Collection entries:

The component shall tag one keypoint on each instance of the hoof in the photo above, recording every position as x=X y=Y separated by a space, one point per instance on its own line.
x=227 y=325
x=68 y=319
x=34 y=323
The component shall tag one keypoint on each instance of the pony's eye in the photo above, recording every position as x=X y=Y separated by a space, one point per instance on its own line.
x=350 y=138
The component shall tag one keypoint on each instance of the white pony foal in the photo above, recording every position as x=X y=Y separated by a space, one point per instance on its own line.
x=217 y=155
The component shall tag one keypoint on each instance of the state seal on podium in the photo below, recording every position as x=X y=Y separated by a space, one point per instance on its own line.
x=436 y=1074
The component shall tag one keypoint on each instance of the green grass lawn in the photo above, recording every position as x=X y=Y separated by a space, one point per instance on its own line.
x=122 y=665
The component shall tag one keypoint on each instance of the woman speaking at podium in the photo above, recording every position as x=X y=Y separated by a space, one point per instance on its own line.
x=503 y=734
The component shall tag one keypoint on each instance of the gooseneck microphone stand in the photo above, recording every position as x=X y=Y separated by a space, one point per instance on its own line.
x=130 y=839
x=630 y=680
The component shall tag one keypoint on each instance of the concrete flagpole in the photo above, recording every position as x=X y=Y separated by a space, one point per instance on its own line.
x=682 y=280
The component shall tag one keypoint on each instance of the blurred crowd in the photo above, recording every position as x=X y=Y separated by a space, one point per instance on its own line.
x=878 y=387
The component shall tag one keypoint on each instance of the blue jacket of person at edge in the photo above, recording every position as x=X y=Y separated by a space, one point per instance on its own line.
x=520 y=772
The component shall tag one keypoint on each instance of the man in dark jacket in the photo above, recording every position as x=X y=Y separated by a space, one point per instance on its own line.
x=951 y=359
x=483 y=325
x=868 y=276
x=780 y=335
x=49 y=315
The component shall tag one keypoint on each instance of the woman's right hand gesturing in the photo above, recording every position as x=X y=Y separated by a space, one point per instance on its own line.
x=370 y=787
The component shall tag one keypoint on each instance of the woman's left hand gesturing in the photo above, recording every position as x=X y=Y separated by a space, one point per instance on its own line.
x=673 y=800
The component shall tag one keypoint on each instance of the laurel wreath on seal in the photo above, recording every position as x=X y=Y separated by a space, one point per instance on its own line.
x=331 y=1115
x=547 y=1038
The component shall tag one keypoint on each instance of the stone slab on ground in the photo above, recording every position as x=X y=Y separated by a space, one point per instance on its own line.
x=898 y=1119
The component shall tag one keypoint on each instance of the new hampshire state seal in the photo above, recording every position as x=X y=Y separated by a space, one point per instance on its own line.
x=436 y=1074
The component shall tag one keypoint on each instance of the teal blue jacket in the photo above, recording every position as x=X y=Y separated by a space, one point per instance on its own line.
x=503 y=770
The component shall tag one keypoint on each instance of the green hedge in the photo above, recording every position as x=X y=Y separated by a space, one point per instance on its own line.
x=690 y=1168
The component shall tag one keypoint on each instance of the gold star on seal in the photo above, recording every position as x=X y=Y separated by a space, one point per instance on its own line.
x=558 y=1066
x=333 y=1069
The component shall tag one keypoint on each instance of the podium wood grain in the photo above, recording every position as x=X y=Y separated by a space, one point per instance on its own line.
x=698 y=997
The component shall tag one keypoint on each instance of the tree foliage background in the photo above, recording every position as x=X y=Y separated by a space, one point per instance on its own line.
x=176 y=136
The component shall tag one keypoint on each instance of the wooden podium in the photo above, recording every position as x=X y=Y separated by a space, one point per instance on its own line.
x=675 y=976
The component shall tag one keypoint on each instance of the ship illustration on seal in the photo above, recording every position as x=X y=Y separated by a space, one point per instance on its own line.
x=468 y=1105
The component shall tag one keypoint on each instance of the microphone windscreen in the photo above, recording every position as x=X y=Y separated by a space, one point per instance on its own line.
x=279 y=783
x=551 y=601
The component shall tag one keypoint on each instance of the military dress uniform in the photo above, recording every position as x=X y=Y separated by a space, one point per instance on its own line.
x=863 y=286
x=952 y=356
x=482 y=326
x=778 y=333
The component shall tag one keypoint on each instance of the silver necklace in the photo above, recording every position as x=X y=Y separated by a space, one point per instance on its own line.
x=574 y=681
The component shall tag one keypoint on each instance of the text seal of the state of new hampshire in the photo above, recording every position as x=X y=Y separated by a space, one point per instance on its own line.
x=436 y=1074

ACTIVITY
Copy out every record above once more, precisely as written.

TASK SOLUTION
The component shall tag one keypoint on each instance of the hoof in the photo above, recording every position as x=X y=Y separated by a space, one point per instance on its own line.
x=227 y=325
x=68 y=319
x=34 y=323
The component shall tag one keypoint on each instance of the pony's eye in the photo above, recording every position as x=X y=Y separated by a space, one point per instance on its own line.
x=350 y=138
The component shall tag one keypoint on each instance of the white pony foal in the photo above, recording every position as x=X y=Y separated by a space, one point per instance on its own line.
x=217 y=155
The component shall tag one keypoint on each instance of the state seal on podium in the photo below, recording every position as x=X y=Y separated by a space, one point per instance on its own line.
x=436 y=1074
The component shall tag one keypoint on each instance of the green grass lawn in the photo above, recording every position as x=X y=Y separated by a space, one point per instance on its own line.
x=122 y=665
The component shall tag one keypoint on each instance of the woman speaking at podium in the photo above, recording every position as x=X y=Y separated by a space, one point per instance on its own line.
x=503 y=734
The component shall tag one keypoint on each instance of the gooseneck microphone stand in the photo above, recording every position as x=X y=Y separated by a space, one point per instance on its own line.
x=130 y=839
x=630 y=680
The component shall tag one keypoint on each instance of the concrete flagpole in the photo above, recording every position as x=X y=Y separated by a space, one point per instance on its own line.
x=682 y=280
The component shall tag one keypoint on each instance of the blurred crowd in the photo above, recording every position as x=X y=Y separated by a space, one point per instance on its own line.
x=878 y=387
The component shall tag one keypoint on each instance of the blue jacket of person at edge in the photo above, recording every position as x=X y=Y separated by a space, one point per instance on its own line.
x=520 y=772
The component shall tag one keypoint on each instance of the man in dark jacket in the photo above, recording every position as x=X y=Y separated by a space, one point per instance on its own line.
x=951 y=359
x=483 y=325
x=868 y=276
x=780 y=335
x=49 y=315
The component shall tag one keypoint on each instance of the woman's right hand gesturing in the photo above, recording every position as x=X y=Y separated by a space, one point per instance on its own line.
x=370 y=787
The component shall tag one keypoint on each instance of the woman's left hand gesturing in the photo above, recording every position as x=X y=Y separated by a space, one point per instance on its own line.
x=673 y=800
The component shall tag one keypoint on each instance of the laurel wreath on seal in the photo above, recording every position as x=X y=Y separated by a space, one point per instance on its own line.
x=331 y=1115
x=547 y=1038
The component shall tag one keypoint on each instance of the stone slab on ground in the photo above, recording every position as x=X y=Y separated by a space, one point per instance on its own line.
x=898 y=1119
The component shall tag one keypoint on each instance of the new hampshire state seal in the photo above, recording every position as x=X y=Y separated by a space, one point per instance on its own line.
x=436 y=1074
The component shall tag one keypoint on each instance of the teal blue jacket in the photo above, recording every position as x=X y=Y separated by a space, one point per instance on its own line.
x=503 y=770
The component shall tag one keypoint on each instance of the green hedge in the photo above, recording every position as x=X y=Y separated by a space, one point per instance on its own line.
x=690 y=1168
The component shall tag one keypoint on each instance of the gold star on seal in the photo above, recording every position as x=X y=Y separated by a space, one point per instance on its own line.
x=558 y=1066
x=333 y=1069
The component shall tag one keypoint on each instance of the podium wood grain in the photo above, recording every position as x=X y=Y separated by a space, one point per instance on its own line.
x=698 y=997
The component shall tag one keypoint on each instance of the tree foliage background in the photo above, recording every position as x=X y=Y separated by a space, one point per instance on its own line.
x=176 y=136
The component shall tag one keypoint on each instance of the wooden podium in the photo above, recording every position as x=X y=Y separated by a space, one point per instance on its own line.
x=675 y=976
The component shall tag one keypoint on each instance of the ship illustration on seal in the photo above, recording every position as x=X y=Y separated by a space, one point per instance on its own line.
x=468 y=1105
The component shall tag one keypoint on each instance of the microphone windscreen in the photo above, recording every position as x=X y=Y separated by a space, one point per instance on its own line.
x=279 y=783
x=551 y=601
The component shall tag one keypoint on each instance of the military dress uniform in the photo above, recording every position as x=X y=Y separated by a space, one point per instance on its own line.
x=863 y=286
x=952 y=356
x=482 y=326
x=778 y=333
The component shall tag one keypoint on each instance of the silver necklace in the photo above, recording every position as x=X y=Y separated by a space, one point per instance on its own line.
x=574 y=681
The component shall tag one keypoint on each instance of the text seal of the state of new hampshire in the photo above, recording every position as x=X y=Y separated by a space, one point per instance on its own line.
x=436 y=1074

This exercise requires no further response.